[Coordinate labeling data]

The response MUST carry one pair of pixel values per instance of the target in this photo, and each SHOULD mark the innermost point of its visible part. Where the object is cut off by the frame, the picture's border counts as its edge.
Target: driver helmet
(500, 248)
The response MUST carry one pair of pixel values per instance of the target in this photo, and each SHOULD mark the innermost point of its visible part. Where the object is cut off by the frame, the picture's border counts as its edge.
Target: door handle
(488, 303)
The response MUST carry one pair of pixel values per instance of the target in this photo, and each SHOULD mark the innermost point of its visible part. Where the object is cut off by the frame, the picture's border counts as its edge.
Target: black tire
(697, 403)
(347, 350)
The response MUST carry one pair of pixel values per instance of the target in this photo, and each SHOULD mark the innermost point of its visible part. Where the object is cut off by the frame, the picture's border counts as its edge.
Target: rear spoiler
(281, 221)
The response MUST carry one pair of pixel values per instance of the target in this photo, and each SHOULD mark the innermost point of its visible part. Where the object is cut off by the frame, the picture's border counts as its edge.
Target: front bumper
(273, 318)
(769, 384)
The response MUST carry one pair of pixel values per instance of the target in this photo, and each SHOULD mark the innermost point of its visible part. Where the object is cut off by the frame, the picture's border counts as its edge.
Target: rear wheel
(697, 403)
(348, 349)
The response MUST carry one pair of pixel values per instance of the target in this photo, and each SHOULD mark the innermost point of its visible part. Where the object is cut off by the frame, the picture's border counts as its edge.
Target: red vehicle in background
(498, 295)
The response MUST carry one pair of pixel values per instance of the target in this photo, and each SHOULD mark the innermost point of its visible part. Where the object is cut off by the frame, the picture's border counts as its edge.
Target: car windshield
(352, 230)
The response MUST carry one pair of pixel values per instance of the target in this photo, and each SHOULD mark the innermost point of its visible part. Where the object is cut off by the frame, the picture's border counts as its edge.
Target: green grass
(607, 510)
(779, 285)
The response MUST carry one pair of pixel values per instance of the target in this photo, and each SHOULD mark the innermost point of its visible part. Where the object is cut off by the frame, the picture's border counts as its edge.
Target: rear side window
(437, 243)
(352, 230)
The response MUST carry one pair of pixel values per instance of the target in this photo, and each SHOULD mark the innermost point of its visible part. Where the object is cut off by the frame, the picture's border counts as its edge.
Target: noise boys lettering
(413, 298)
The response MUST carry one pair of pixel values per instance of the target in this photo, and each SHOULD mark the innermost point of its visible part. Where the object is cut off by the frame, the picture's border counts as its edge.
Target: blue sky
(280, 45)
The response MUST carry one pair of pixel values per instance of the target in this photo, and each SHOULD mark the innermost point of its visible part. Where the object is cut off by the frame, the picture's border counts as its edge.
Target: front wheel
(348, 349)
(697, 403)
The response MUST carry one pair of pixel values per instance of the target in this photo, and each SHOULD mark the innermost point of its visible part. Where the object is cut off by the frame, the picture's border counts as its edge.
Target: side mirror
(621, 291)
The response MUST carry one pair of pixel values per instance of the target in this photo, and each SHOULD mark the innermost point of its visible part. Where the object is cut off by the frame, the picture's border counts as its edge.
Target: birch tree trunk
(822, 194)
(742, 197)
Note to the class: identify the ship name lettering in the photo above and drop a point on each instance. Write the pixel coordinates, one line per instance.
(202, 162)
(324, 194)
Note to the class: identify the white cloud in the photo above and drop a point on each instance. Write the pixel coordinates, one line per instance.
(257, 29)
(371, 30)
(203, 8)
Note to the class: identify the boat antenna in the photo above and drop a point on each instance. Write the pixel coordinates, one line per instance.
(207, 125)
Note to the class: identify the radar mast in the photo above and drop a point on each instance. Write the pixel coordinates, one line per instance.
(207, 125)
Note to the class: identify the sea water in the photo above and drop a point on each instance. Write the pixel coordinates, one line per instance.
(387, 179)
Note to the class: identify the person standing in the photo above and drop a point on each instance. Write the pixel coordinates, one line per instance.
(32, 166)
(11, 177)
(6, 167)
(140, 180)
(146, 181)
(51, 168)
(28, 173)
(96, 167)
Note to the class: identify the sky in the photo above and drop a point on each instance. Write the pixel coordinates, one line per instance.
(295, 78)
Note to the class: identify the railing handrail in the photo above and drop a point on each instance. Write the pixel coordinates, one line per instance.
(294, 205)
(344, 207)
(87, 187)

- [STATED EXERCISE]: Copy the data from the line with "Note to the class: identify the railing" through the end of the data, both ends included, and keep the request lines unchanged. Multiply every coordinate in the answers by 0.4 and round to whole numbers, with halves rounded up.

- [SOLUTION BELOW]:
Note to the class: identify the railing handrail in the photo above and drop a point on each instance. Write the pixel coordinates, one line per instance.
(118, 82)
(138, 83)
(35, 75)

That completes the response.